__Supplied information__.
::::
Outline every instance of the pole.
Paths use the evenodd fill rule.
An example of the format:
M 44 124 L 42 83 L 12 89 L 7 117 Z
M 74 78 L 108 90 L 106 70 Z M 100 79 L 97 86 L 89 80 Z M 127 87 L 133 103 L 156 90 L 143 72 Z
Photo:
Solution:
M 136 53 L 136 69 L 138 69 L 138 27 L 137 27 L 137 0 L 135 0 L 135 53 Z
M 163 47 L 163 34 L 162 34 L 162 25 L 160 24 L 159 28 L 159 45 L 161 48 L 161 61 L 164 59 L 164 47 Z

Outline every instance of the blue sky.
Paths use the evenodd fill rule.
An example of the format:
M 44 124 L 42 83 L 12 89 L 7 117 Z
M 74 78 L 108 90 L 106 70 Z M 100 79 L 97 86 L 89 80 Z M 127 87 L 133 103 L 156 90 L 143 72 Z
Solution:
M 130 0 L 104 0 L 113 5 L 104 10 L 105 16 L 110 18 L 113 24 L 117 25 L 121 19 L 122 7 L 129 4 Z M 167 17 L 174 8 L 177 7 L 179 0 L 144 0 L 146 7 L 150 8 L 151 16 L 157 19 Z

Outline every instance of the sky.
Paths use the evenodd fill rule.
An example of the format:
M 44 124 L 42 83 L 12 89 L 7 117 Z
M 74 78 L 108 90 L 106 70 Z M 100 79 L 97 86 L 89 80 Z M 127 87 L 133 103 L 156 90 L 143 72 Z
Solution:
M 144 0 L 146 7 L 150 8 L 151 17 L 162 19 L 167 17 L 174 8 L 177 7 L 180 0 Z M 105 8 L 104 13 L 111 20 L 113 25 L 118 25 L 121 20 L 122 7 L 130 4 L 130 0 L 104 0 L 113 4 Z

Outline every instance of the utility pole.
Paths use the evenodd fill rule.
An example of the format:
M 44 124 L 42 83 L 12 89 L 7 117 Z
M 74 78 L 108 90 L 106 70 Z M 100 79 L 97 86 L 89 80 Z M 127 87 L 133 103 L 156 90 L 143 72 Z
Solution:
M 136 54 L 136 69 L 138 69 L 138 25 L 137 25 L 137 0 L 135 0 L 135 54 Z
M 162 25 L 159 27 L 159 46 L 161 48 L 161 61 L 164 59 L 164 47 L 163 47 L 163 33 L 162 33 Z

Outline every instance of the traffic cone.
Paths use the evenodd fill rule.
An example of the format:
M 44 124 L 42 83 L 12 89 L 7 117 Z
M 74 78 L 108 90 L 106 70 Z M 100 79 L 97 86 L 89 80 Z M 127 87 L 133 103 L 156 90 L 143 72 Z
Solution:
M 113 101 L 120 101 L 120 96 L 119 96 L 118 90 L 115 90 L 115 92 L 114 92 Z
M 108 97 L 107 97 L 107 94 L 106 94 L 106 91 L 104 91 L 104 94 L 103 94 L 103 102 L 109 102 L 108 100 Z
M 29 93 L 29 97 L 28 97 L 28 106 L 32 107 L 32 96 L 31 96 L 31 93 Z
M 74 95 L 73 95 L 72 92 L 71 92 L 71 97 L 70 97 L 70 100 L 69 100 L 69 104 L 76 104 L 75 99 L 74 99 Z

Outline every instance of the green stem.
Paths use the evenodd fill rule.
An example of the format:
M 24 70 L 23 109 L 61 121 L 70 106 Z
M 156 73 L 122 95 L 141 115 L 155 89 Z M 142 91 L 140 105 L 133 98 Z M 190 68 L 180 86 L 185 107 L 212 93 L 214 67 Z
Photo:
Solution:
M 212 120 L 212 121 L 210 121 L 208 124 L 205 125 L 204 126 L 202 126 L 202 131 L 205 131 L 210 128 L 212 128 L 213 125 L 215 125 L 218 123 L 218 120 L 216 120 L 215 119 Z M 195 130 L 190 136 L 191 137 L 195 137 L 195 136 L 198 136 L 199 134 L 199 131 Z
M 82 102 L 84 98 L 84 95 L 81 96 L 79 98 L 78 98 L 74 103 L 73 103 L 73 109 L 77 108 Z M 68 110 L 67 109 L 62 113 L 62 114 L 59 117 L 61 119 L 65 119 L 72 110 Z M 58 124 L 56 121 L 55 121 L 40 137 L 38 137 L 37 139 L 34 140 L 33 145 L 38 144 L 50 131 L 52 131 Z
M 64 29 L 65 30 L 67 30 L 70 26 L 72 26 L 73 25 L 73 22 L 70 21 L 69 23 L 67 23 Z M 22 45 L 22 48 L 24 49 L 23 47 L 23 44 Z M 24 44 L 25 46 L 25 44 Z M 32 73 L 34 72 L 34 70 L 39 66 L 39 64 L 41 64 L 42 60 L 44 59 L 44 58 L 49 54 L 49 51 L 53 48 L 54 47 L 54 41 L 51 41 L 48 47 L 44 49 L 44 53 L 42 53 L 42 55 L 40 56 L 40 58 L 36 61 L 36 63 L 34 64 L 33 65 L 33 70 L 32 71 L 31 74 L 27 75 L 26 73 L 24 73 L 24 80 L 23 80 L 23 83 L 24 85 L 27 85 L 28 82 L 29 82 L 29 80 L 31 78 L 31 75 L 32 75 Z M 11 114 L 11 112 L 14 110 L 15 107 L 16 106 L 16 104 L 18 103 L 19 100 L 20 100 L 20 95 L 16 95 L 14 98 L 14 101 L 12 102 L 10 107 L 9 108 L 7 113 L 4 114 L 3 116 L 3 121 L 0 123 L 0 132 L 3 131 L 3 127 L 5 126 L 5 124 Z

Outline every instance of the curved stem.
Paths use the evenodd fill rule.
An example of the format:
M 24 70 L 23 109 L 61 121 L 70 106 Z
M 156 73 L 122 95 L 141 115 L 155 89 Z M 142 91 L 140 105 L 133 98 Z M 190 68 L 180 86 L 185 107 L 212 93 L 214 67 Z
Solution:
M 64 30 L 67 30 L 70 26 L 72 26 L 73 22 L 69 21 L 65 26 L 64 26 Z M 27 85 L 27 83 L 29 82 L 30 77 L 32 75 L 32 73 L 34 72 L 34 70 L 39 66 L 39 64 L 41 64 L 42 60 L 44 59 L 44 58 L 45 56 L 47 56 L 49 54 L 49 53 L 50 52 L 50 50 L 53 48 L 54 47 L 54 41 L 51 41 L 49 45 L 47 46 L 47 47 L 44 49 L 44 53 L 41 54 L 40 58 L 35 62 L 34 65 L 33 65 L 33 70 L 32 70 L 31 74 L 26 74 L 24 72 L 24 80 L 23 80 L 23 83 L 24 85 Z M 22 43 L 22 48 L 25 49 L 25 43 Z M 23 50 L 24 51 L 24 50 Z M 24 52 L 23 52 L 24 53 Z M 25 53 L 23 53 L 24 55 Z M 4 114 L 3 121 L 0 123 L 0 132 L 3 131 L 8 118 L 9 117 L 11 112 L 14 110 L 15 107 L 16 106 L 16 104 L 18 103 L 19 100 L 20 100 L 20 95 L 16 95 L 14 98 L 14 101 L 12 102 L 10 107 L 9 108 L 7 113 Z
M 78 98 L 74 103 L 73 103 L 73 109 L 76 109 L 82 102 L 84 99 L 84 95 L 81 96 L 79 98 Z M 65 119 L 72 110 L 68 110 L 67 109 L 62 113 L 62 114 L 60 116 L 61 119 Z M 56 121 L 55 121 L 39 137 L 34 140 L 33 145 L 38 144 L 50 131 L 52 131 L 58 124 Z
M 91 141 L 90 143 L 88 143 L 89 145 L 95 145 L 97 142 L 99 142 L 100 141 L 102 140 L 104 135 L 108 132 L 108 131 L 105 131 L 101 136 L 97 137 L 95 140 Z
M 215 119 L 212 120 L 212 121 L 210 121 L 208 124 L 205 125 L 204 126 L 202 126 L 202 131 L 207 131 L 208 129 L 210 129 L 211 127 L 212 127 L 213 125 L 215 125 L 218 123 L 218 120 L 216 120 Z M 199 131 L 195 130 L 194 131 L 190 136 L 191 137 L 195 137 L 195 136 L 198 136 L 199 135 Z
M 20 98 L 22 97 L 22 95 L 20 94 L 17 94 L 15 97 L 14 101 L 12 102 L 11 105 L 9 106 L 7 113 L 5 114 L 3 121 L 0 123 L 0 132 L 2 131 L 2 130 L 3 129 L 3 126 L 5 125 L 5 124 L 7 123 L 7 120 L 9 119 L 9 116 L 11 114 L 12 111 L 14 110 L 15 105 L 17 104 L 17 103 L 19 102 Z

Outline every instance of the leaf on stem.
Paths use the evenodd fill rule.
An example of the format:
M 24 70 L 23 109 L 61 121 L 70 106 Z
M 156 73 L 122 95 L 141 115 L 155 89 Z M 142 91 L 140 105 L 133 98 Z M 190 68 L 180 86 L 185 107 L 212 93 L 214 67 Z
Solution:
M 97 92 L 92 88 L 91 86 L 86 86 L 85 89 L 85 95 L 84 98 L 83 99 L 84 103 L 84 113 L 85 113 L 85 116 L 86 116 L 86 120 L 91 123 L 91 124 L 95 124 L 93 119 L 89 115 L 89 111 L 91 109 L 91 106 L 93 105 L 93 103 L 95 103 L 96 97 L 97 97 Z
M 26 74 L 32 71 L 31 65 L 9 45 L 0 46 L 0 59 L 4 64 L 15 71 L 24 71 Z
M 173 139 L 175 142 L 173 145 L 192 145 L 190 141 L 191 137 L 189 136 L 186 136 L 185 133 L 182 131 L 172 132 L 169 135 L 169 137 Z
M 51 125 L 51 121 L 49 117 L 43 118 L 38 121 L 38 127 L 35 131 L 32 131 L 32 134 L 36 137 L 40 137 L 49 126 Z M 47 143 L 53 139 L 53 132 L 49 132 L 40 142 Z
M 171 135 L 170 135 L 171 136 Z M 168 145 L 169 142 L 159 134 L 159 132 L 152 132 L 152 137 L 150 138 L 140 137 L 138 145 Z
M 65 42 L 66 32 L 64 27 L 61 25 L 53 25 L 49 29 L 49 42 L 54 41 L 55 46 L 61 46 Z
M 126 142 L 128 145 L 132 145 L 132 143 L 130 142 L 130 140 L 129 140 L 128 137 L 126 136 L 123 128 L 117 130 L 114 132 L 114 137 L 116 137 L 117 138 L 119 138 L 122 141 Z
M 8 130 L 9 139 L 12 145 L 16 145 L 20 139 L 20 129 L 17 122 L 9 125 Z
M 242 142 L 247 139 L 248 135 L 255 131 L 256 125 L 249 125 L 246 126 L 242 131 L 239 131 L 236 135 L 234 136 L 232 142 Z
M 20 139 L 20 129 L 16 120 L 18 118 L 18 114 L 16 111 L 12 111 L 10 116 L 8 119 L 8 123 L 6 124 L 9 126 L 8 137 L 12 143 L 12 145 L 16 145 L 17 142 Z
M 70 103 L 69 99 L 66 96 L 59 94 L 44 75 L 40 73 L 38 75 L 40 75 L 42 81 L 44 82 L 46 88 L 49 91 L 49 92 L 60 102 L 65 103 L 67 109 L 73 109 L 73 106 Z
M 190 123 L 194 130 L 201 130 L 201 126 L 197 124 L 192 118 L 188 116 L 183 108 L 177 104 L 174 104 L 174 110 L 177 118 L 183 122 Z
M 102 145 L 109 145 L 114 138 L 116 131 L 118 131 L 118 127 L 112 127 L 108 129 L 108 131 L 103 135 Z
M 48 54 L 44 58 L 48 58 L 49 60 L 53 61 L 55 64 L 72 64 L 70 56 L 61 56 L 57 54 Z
::::
__Request__.
Reproduce the listing lines unchanged, starting at the line that has "Outline every instance of the utility pole." and ending after the line that has "M 74 95 L 73".

__Solution to this problem__.
Outline every instance of the utility pole.
Paths use the evenodd fill rule.
An example of the format:
M 44 124 L 42 83 L 12 89 L 7 117 Z
M 74 78 L 108 90 L 106 70 Z M 100 79 L 97 86 L 89 80 Z M 127 87 L 133 103 L 156 90 L 143 72 Z
Solution:
M 136 54 L 136 69 L 138 69 L 138 25 L 137 25 L 137 0 L 135 0 L 135 54 Z
M 162 25 L 159 27 L 159 46 L 161 48 L 161 61 L 164 59 L 164 47 L 163 47 L 163 33 L 162 33 Z

Outline every instance of the traffic cone.
Paths use the evenodd fill rule.
An example of the format:
M 44 124 L 42 83 L 12 89 L 7 117 Z
M 74 78 L 108 90 L 106 70 Z M 100 79 L 97 86 L 89 80 Z M 127 87 L 133 103 L 156 90 L 143 72 Z
Solution:
M 113 101 L 120 101 L 120 96 L 119 96 L 118 90 L 115 90 L 115 92 L 114 92 Z
M 108 97 L 107 97 L 107 94 L 106 94 L 106 91 L 104 91 L 104 94 L 103 94 L 103 102 L 109 102 L 108 100 Z
M 29 93 L 29 97 L 28 97 L 28 106 L 32 107 L 32 96 L 31 96 L 31 93 Z
M 74 95 L 73 95 L 72 92 L 71 92 L 71 97 L 70 97 L 70 100 L 69 100 L 69 104 L 76 104 L 75 99 L 74 99 Z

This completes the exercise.